Document passage |
--*--

The key to raising the consumption share of growth, as I have discussed many times, is to get household income to rise from its unprecedentedly low share of GDP.  This requires that among other things China increase wages, revalue the renminbi and, most importantly, reduce the enormous financial repression tax that households implicitly pay to borrowers in the form of artificially low interest rates. But these measures will necessarily slow growth.

The financial repression tax, especially, is both the major cause of China’s economic imbalance and the major source of China’s spectacular growth, even though in recent years much of this growth has been generated by unnecessary and wasted investment.  Forcing up the real interest rate is the most important step Beijing can take to redress the domestic imbalances and to reduce wasteful spending.

And this seems to be happening.  Beijing has reduced interest rates twice this year, and reluctant policymakers are under intense pressure to reduce them further.  The students in my central bank seminar at PKU tell me that there are new rumors about the way the cuts were implemented.  “Usually it is the PBoC that submits a proposal of rates cut to the State Council,” one of them wrote me recently, “but this time (July 5th) it was the State Council who handed down to the PBoC the decision to cut rates, so that the PBoC was not fully aware of the rates cut before July 5th.”

If my student is right (and this class has an impressive track record), this suggests that monetary easing is being driven by political considerations, not economic ones, which of course isn’t at all a surprise.  But even with the rate cuts, perhaps demanded by the State Council, with inflation falling much more quickly than interest rates the real return for household depositors has soared in recent months, as has the real cost of borrowing.  China, in other words, is finally repairing one of its worst distortions.

--*--

Dataset extract |
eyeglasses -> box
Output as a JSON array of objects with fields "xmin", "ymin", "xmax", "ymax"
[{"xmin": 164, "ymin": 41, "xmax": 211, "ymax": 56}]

--*--

Explore the material |
**1.** Rewrite the passage on China's financial repression between "If my student" and "its worst distortions.", inclusive, changing "household depositors" to "savers".
**2.** Continue the passage on China's interest rates and financial repression from its last sentence.

Responses in order |
**1.**
If my student is right (and this class has an impressive track record), this suggests that monetary easing is being driven by political considerations, not economic ones, which of course isn’t at all a surprise.  But even with the rate cuts, perhaps demanded by the State Council, with inflation falling much more quickly than interest rates the real return for savers has soared in recent months, as has the real cost of borrowing.  China, in other words, is finally repairing one of its worst distortions.

**2.**
But this necessarily comes at a cost.  Raising the real borrowing cost cannot help but reduce investment growth and increase cashflow pressure on local governments, and so with the rise in real rates China’s GDP growth rate must fall sharply.  China bulls, late to understand the unhealthy implications of the distortions that generated so much growth in the past, have finally recognized how urgent the rebalancing is, but they still fail to understand that this cannot happen at high growth rates.  The problem is mainly one of arithmetic.  China’s investment growth rate must fall for many years before the household income share of GDP is high enough for consumption to replace investment as the engine of rapid growth.

As China rebalances, in other words, we would expect sharply slowing growth and rapidly rising real interest rates, which is exactly what we are seeing.  Rather than panicking and demanding that Beijing reverse the process, we should be relieved that Beijing is finally resolving its problems.  Andy Xie has a typically intelligent article on just this subject in last week’s South China Morning Post.  In it he warns:

China has cut interest rates twice in a month, showing the government’s grave concern for the weakening economy. But it is the wrong medicine. Side effects will include worsening inflation, saddling credulous property speculators with debt and weakening the banking system’s ability to handle the looming bad-debt crisis. The renminbi may come under devaluation pressure, too.

Cutting interest rates is doubling down on a bad hand; the policy of printing money to fuel bubbles was wrong in the first place. To revive the economy, China must cut taxes, slim down the government, retrench state-owned enterprises, strengthen the rule of law, and give businesses incentives to focus on quality, technology and brands.

Except for the “worsening inflation” part, I agree.  He goes on to conclude: “Trying to revive the bubble now will only crash the economy.”

The costs of slowing

Needless to say I think Xie is right, and we should not be trying to revive “growth” because that simply means reviving the credit bubble.  But won’t slower growth create social dislocation in China and economic dislocation around the world? No, not if it is managed well.  Remember that Chinese rebalancing requires that household income grow faster than GDP for many years, and if Chinese growth slows even to 3%, as I expect it will within the next few years, but household income continues growing at 5-6%, this is far from being socially disruptive.  Households don’t care what GDP growth is, they care about the growth in their spending power.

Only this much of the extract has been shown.